What the task requires |
Copy the text about addressing Bosley from "The movie's name" up to and including "kind of help.", swapping "spying" for "spy".
begin Document segment
Elena: Uh, Mr. Bosley?

Bosley: Just Bosley.

Elena: Thank you for seeing me.

Two persons are meeting for the first time and they are introducing themselves.

Elena calls him by Mr. Bosley but Bosley corrects her to call him Bosley without title Mr.

There might be three choices to call him maybe (Bosley's full name is John Bosley):

  1. Mr. Bosley
  2. Bosley
  3. John

What is his attitude by asking her to call him with option 2? And why didn't he like of her to call Mr. Bosley?

As a reference, she is much younger than Bosley.

The movie's name is Charlie's Angels (2019 film). It is a modern Hollywood spying movie. The conversation happens around 00:18:05. (And I found his name is Edgar Bosley in the scene. sorry. Several Bosleys in the movie.)The situation is Elena is an Engineer and Bosley is an undercover agent. Elena is meeting him for a kind of help.
end Document segment
begin Given data
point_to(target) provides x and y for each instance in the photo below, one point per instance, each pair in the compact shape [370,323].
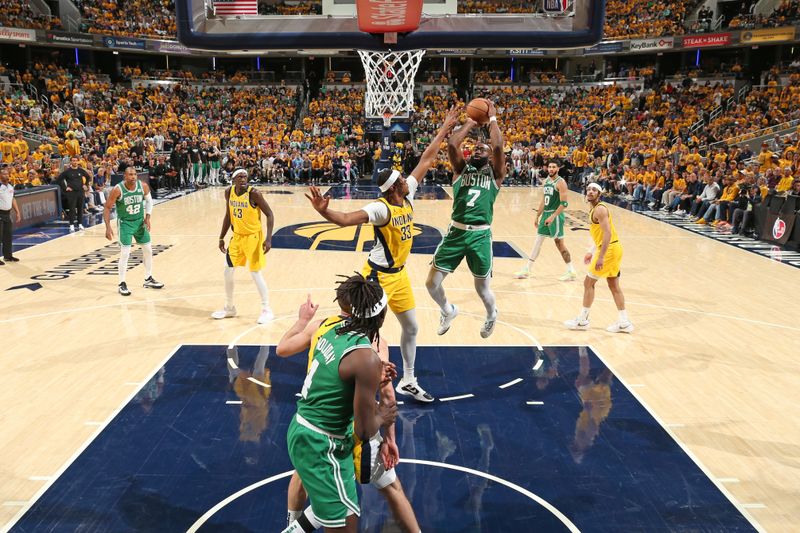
end Given data
Worked solution |
The movie's name is Charlie's Angels (2019 film). It is a modern Hollywood spy movie. The conversation happens around 00:18:05. (And I found his name is Edgar Bosley in the scene. sorry. Several Bosleys in the movie.)The situation is Elena is an Engineer and Bosley is an undercover agent. Elena is meeting him for a kind of help.